Arrange the data below as a numbered list, one line per number, and leave out any blank lines.

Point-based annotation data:
****

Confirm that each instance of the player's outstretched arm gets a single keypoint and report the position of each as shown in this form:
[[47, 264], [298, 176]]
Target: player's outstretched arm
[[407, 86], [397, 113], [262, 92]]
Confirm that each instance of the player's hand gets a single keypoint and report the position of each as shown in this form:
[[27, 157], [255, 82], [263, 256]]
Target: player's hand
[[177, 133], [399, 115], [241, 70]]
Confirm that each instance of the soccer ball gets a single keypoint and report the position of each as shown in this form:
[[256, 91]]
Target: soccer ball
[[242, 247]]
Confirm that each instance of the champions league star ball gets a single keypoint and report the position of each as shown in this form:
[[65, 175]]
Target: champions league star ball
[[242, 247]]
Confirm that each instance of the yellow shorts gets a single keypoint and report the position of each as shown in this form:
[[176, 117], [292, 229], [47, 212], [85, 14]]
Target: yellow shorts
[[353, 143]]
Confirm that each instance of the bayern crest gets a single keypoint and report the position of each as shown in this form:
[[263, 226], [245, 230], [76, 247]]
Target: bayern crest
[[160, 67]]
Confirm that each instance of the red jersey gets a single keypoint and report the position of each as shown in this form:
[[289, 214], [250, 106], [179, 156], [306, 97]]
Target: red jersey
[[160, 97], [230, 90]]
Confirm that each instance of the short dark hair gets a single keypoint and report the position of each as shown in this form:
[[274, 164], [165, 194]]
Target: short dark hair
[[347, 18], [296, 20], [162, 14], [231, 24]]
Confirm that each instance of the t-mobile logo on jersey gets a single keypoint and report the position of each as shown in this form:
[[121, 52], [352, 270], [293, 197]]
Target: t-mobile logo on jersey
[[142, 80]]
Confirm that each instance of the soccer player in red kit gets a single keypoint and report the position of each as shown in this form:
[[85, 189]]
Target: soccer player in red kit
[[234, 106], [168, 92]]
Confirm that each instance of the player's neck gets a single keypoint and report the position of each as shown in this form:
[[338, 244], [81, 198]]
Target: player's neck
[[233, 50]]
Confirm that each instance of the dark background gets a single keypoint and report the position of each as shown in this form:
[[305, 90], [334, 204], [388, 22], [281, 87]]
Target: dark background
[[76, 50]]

****

ANSWER TO THE PROBLEM
1. Confirm that each instance of the player's outstretched arm gets a single keypoint and report the position of each as shown in this form:
2. [[47, 264], [298, 176]]
3. Target: player's outstretched arm
4. [[407, 86], [397, 113], [262, 92]]
5. Confirm that each instance of the player's hand gets a single keypoint and report the position of each as shown in this form:
6. [[27, 157], [255, 82], [263, 256]]
7. Target: player's hand
8. [[177, 133], [399, 115], [241, 70]]
9. Confirm that each instance of the soccer ball gets a single keypoint and report the position of each as shown in this form:
10. [[256, 91]]
11. Target: soccer ball
12. [[242, 247]]
13. Confirm that each instance of the champions league star ball gets a single keypoint and report the position of each as shown in this form:
14. [[65, 175]]
15. Target: champions league star ball
16. [[242, 247]]
17. Confirm that each instance of the yellow shorts gets a single keypoint and report the position of each as shown in this form:
18. [[176, 117], [292, 229], [47, 212], [85, 14]]
19. Target: yellow shorts
20. [[353, 143]]
21. Confirm that each instance of the bayern crest gets a single keypoint and report the position of each as shown in this form:
22. [[263, 226], [245, 230], [76, 247]]
23. Target: bayern crest
24. [[160, 67]]
25. Confirm that each instance of the red jersey gets a single keypoint and report the position of each as shown in this form:
26. [[289, 214], [250, 106], [179, 156], [306, 97]]
27. Target: red jersey
28. [[160, 97], [230, 90]]
29. Confirm that each instance of the short dark hair gets a single keypoint and report the position of each as shown in this form:
30. [[274, 164], [165, 194]]
31. Target: short dark hair
32. [[347, 18], [296, 20], [162, 14], [231, 24]]
33. Confirm that each instance of the t-mobile logo on jersey gets a single keypoint and report the position of each as shown in this form:
34. [[121, 52], [352, 270], [293, 197]]
35. Target: t-mobile logo on jersey
36. [[142, 80]]
37. Confirm that each instance of the soccer player in red kit gets a single keypoint and report the position of each as shown in this form:
38. [[85, 189]]
39. Target: soccer player in red kit
40. [[234, 106], [168, 92]]
41. Confirm that each instance of the player's neck gets a single keypoint and report the position of each as shown in this form:
42. [[338, 244], [81, 198]]
43. Target: player's neck
44. [[233, 50]]
45. Confirm that each instance of the dark background gets a single keypoint and report the position of each as shown in this form:
46. [[305, 90], [334, 204], [388, 22], [281, 87]]
47. Target: dark background
48. [[76, 50]]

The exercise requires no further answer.